===== DATA
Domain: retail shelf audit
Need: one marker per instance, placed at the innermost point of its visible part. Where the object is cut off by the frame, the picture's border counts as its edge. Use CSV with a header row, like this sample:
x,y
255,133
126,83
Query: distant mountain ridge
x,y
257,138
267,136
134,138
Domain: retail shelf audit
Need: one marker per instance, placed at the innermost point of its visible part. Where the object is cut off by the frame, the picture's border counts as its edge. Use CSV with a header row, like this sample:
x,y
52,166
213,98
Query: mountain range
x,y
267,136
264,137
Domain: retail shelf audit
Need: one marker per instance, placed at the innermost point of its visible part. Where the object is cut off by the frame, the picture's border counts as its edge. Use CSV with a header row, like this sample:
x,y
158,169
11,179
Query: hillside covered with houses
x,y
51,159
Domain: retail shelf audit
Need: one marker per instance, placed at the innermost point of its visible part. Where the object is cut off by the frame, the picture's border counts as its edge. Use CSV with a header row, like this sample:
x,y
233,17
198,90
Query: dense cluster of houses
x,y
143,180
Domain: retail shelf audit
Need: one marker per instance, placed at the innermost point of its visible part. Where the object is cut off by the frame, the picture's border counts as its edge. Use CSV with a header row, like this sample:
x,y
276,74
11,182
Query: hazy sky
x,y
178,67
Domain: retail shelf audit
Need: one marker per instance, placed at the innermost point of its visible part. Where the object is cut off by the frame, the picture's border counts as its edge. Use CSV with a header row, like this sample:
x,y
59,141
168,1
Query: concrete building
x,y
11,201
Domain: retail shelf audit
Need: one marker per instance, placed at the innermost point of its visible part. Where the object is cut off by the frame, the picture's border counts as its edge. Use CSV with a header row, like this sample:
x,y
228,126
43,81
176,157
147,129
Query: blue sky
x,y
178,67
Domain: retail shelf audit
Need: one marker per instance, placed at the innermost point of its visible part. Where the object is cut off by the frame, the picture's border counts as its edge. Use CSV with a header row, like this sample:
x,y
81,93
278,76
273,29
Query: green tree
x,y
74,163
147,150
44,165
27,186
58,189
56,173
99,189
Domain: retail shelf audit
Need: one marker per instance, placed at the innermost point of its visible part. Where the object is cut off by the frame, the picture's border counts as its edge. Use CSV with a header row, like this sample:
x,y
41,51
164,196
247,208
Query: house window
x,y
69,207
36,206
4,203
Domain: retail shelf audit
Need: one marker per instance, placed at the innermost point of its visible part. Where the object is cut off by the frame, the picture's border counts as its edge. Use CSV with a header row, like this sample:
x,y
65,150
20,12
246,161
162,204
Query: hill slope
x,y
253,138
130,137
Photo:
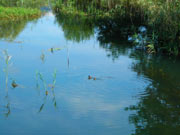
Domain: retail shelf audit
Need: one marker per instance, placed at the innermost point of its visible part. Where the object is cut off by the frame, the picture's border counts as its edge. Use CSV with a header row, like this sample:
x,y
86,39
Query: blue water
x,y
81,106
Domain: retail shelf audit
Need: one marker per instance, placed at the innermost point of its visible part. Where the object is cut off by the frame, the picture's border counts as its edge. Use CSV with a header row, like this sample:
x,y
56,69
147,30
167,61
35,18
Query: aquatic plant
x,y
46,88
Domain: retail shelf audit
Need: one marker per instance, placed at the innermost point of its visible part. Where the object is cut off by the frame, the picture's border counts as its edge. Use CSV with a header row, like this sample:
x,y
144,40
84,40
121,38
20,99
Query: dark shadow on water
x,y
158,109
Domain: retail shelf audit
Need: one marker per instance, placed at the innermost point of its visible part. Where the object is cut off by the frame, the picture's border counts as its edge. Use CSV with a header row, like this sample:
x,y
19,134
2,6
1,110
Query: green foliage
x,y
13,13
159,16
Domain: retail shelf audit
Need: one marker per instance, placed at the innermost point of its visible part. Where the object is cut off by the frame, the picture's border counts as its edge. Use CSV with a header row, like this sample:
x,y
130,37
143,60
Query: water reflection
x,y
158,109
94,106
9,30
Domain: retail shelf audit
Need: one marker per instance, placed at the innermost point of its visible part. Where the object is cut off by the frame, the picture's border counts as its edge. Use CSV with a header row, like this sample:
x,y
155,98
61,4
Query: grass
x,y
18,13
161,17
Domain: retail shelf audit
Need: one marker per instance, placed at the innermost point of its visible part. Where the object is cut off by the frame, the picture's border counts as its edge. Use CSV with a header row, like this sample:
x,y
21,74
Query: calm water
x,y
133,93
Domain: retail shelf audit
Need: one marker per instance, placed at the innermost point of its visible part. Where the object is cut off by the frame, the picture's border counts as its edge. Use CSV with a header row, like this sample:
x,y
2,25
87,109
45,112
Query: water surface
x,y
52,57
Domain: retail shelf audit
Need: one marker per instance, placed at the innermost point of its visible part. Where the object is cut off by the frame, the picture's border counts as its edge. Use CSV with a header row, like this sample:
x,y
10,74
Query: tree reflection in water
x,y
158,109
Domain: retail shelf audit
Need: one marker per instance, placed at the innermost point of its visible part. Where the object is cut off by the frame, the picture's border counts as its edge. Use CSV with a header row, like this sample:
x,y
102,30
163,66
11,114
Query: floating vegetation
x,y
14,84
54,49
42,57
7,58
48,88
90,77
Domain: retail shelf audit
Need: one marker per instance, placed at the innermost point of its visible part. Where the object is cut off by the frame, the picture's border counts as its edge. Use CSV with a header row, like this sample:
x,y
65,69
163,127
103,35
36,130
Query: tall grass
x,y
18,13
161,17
==========
ABOUT THIS EXERCISE
Return only this span, exactly: the line that contains "Query: tree reflection in water" and all lines after it to the end of the records.

WRITTEN SOLUTION
Query: tree reflection in water
x,y
158,109
Domain: retail shelf audit
Need: one marker per instance, placed at the innermost point of its visible part. Where the object is cut off by the frame, the picture's border counts as its edge. Use CSV with a header row, like this sample:
x,y
102,30
163,66
11,114
Query: floating vegetation
x,y
14,84
54,49
42,57
7,58
48,88
90,77
Domain: retail shelf audit
Need: one marker per instance, placed at the innermost point of its visible part. Where the object is cut off by the frame, the picture's border counts as its edge. Use CSV with a header row, like this sample:
x,y
65,69
163,127
103,35
36,130
Query: tall grass
x,y
18,13
161,17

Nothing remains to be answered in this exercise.